- [YOUR TASK] Beginning with the line where "Query: amber turn signal light" occurs, set down each line of the records through the final one, exactly and without additions.

Stored items:
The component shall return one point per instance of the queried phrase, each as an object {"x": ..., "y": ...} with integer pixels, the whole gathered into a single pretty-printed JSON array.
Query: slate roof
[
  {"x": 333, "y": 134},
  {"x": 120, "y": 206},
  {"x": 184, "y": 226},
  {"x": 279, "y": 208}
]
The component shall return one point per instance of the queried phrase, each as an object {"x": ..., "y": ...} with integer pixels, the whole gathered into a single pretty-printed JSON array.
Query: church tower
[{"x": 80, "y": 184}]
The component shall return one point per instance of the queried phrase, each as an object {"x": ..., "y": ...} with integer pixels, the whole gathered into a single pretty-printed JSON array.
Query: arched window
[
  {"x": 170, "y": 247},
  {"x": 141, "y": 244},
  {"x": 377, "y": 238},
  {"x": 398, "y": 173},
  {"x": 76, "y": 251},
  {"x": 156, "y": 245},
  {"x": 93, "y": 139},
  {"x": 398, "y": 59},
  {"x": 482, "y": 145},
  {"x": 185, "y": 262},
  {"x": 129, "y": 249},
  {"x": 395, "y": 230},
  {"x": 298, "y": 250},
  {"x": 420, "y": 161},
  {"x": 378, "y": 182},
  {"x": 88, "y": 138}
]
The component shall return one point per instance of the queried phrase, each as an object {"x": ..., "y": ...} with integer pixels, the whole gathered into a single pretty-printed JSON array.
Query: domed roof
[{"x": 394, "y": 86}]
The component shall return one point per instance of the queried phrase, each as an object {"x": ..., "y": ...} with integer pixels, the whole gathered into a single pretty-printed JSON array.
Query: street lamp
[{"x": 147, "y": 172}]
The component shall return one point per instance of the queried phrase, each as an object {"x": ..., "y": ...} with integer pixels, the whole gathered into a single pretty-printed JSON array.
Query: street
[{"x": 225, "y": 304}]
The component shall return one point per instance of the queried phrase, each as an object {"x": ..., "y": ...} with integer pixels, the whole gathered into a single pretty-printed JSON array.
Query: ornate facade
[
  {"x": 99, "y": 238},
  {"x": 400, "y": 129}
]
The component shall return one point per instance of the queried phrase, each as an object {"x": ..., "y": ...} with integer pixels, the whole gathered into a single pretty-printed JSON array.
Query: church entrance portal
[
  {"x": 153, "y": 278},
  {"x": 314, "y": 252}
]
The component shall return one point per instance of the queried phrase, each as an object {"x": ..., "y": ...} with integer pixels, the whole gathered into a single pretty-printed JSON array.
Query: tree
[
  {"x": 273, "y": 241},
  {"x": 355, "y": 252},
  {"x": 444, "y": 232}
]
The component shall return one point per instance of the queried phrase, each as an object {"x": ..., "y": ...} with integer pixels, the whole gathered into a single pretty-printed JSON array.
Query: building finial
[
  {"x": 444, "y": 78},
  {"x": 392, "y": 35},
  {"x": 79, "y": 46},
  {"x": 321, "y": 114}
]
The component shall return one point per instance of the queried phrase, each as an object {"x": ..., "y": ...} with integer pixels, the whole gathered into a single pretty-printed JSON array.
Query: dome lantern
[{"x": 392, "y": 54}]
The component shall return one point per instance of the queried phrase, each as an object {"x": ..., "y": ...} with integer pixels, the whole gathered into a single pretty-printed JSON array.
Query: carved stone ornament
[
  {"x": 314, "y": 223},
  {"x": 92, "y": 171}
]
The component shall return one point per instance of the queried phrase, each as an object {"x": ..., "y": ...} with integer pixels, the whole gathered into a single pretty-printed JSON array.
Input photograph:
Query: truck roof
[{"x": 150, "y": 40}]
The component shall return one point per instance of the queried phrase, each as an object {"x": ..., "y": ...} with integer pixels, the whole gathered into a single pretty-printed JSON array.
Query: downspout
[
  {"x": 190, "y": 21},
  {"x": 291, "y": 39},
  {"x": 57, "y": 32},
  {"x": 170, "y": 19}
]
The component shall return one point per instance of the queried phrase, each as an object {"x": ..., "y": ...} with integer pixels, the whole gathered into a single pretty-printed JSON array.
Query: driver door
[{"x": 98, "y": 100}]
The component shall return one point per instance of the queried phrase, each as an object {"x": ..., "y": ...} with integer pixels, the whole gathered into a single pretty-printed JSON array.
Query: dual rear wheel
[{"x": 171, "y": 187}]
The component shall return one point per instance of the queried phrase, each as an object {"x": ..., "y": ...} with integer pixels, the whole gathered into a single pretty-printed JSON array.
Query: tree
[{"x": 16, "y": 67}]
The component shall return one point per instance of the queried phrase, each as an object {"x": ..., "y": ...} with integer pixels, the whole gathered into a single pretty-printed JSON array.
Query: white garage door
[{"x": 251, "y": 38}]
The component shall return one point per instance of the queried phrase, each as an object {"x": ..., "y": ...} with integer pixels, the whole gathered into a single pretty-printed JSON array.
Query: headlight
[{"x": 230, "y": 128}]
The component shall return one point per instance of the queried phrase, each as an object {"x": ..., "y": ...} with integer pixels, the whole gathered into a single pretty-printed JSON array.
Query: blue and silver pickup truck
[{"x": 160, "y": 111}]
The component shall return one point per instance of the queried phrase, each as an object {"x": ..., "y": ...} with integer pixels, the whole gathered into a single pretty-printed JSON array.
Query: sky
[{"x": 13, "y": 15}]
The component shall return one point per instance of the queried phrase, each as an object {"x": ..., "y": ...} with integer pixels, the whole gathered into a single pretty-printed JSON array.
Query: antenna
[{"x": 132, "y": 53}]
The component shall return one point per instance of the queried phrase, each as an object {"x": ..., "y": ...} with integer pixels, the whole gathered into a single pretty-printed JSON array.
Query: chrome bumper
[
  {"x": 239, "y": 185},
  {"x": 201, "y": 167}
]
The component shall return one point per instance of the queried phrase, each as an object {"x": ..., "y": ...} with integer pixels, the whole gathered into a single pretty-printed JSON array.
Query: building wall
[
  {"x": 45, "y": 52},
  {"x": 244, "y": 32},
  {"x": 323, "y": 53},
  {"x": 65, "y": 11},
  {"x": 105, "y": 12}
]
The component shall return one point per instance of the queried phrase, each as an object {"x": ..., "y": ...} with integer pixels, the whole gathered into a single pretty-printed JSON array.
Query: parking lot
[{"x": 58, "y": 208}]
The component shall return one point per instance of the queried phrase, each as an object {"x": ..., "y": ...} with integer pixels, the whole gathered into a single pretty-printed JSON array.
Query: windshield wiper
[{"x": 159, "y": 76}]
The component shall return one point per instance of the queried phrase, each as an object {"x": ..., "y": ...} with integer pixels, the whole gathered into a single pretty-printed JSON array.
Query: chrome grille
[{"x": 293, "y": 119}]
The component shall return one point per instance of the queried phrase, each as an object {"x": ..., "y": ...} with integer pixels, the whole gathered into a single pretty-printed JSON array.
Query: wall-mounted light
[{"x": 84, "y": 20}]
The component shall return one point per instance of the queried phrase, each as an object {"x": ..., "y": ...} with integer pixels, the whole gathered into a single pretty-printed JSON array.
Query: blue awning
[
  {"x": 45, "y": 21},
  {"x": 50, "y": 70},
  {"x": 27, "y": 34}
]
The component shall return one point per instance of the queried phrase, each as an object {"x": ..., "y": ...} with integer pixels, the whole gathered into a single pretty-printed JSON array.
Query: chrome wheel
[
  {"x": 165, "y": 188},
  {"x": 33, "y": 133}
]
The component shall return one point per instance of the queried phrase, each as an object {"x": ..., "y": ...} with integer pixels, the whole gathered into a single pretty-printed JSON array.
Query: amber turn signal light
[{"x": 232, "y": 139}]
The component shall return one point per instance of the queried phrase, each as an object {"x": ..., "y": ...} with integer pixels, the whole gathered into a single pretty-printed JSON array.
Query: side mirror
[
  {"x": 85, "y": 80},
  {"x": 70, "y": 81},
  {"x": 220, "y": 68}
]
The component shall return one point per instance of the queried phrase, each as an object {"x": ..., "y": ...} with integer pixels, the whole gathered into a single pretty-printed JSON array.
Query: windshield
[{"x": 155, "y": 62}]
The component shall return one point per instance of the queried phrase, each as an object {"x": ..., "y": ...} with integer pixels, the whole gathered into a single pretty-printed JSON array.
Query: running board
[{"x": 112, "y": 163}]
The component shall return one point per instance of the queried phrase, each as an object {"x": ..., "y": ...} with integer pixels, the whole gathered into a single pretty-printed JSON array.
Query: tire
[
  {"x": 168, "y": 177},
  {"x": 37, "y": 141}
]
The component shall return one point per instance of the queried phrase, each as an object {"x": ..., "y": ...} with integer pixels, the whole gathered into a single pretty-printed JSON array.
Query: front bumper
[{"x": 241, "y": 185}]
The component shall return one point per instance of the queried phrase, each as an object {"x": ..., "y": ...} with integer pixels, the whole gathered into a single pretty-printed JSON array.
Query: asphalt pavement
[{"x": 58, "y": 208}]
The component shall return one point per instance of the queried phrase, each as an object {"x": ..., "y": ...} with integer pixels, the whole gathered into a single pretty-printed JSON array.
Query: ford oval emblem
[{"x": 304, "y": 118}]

- [EXERCISE SOLUTION]
Query: amber turn signal light
[{"x": 232, "y": 139}]
The component shall return one point per instance of the queried phrase, each as an object {"x": ..., "y": ...} with integer pixels, the whole gathered into a single pretty-printed JSON array.
Query: side mirror
[
  {"x": 85, "y": 80},
  {"x": 70, "y": 81},
  {"x": 220, "y": 68}
]
The component shall return one point per instance of the queried phrase, each as an object {"x": ..., "y": ...} with integer pixels, the whole gathered into a single pretty-printed JSON array.
Query: windshield
[{"x": 155, "y": 62}]
The component shall return one point per instance of the queried phrase, each as an object {"x": ..., "y": ...} with integer pixels, the whole gathered into a single pretty-printed JSON array.
Query: running board
[{"x": 112, "y": 163}]
The component shall return one point per instance of the queried phrase, each as an object {"x": ..., "y": ...} with integer pixels, the whole gathered into a single pretty-printed JSON array.
Query: tire
[
  {"x": 168, "y": 177},
  {"x": 37, "y": 141}
]
The component shall return one point per instance of the queried phrase, each as an object {"x": ..., "y": ...} with integer pixels, the whole gathered into a single pretty-printed JSON array.
Query: front bumper
[{"x": 241, "y": 185}]
The component shall return one point per instance of the queried phrase, each as an object {"x": ..., "y": ...} with integer pixels, the whole gathered into a single pretty-printed JSON array.
Query: asphalt pavement
[{"x": 58, "y": 208}]
The component shall return one point per instance of the queried phrase, each as an object {"x": ..., "y": ...} with integer pixels, the whole gathered into a single pretty-printed JSON array.
Query: ford oval emblem
[{"x": 304, "y": 118}]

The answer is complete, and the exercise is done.